Point placement records:
** Start **

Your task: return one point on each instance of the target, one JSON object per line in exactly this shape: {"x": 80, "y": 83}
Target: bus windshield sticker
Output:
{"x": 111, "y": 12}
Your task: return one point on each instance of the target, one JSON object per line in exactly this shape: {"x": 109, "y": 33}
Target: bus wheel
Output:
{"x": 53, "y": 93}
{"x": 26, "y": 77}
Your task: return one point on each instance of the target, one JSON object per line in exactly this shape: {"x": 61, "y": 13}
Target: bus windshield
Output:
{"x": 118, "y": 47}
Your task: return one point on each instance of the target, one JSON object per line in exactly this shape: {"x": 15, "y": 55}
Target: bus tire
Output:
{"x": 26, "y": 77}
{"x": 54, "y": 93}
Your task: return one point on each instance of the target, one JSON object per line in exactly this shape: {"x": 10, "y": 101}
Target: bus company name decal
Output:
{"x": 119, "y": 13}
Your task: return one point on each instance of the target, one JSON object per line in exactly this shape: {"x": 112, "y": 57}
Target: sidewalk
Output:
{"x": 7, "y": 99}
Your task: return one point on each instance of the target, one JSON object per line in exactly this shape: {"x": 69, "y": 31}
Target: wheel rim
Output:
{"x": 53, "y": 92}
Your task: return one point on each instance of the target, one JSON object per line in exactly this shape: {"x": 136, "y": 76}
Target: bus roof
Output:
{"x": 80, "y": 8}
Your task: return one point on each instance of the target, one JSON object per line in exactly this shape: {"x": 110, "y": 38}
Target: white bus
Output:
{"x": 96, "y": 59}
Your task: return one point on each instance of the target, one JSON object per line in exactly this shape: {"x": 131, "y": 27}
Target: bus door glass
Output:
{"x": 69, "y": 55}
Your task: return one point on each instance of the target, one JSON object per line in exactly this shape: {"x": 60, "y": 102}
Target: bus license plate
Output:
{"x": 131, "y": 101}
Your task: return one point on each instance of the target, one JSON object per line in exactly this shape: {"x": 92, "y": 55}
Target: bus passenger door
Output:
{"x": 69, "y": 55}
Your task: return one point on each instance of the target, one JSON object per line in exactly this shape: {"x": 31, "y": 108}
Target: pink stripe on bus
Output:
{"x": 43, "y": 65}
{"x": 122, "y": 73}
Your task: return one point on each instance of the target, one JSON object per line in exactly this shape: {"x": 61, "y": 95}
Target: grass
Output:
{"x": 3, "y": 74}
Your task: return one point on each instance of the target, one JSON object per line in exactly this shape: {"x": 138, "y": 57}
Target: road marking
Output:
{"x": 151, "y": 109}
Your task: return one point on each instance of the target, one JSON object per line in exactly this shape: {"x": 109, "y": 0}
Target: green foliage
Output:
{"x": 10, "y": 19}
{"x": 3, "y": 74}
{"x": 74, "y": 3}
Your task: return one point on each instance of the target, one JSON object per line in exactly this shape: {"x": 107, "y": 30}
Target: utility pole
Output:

** End **

- What the exercise asks -
Repeat the records above exactly, from the first line to the last.

- Output for this task -
Your task: return one point on each instance of the target, one JSON object per line in exactly this shape: {"x": 80, "y": 83}
Target: bus windshield sticker
Output:
{"x": 111, "y": 12}
Your task: return one point on each instance of the target, one JSON object per line in exactly this shape: {"x": 109, "y": 33}
Target: bus wheel
Output:
{"x": 53, "y": 93}
{"x": 26, "y": 77}
Your task: return one point on each instance of the target, one JSON object per line in exactly this shape: {"x": 61, "y": 13}
Target: bus windshield
Output:
{"x": 118, "y": 47}
Your task: return one point on each instance of the target, one JSON object per line in exactly this shape: {"x": 15, "y": 55}
Target: bus tire
Output:
{"x": 26, "y": 77}
{"x": 54, "y": 93}
Your task: return one point on each instance of the target, one JSON object per line in exactly this shape: {"x": 10, "y": 101}
Target: bus company name decal
Output:
{"x": 119, "y": 13}
Your task: return one point on each instance of the target, one JSON object per line in exactly this shape: {"x": 112, "y": 57}
Target: sidewalk
Output:
{"x": 7, "y": 99}
Your task: return one point on each instance of the target, one JSON object per line in exactly this shape: {"x": 69, "y": 31}
Target: wheel rim
Output:
{"x": 53, "y": 92}
Your task: return one point on each instance of the target, one JSON object per line in exactly this shape: {"x": 136, "y": 76}
Target: bus roof
Output:
{"x": 80, "y": 8}
Your task: return one point on each instance of the target, one JSON object per line in exactly this shape: {"x": 110, "y": 38}
Target: white bus
Output:
{"x": 96, "y": 59}
Your task: return one point on each instance of the target, one JSON object per line in exactly this shape: {"x": 131, "y": 27}
Target: bus door glass
Output:
{"x": 69, "y": 55}
Your task: return one point on each instance of the target, one JSON object per line in exactly this shape: {"x": 60, "y": 102}
Target: bus license plate
Output:
{"x": 131, "y": 101}
Your task: return one point on each instance of the target, one JSON object per line in exactly this shape: {"x": 92, "y": 55}
Target: bus passenger door
Output:
{"x": 69, "y": 55}
Your task: return one point on each instance of the target, one JSON object per line in exactly this shape: {"x": 31, "y": 108}
Target: pink stripe on bus
Output:
{"x": 43, "y": 65}
{"x": 122, "y": 73}
Your task: return one point on each instance of the target, one JSON object per line in exactly this shape: {"x": 61, "y": 95}
Target: grass
Output:
{"x": 3, "y": 74}
Your task: return one point on each instance of the target, one JSON object per line in exactly this shape: {"x": 138, "y": 57}
Target: road marking
Output:
{"x": 151, "y": 109}
Your task: return one point on each instance of the target, one JSON object per line in exactly this shape: {"x": 109, "y": 0}
Target: green foliage
Output:
{"x": 10, "y": 19}
{"x": 3, "y": 74}
{"x": 74, "y": 3}
Your task: return one point on each instance of the target, one JSON object per line in exactly this shape: {"x": 107, "y": 30}
Target: utility pole
Output:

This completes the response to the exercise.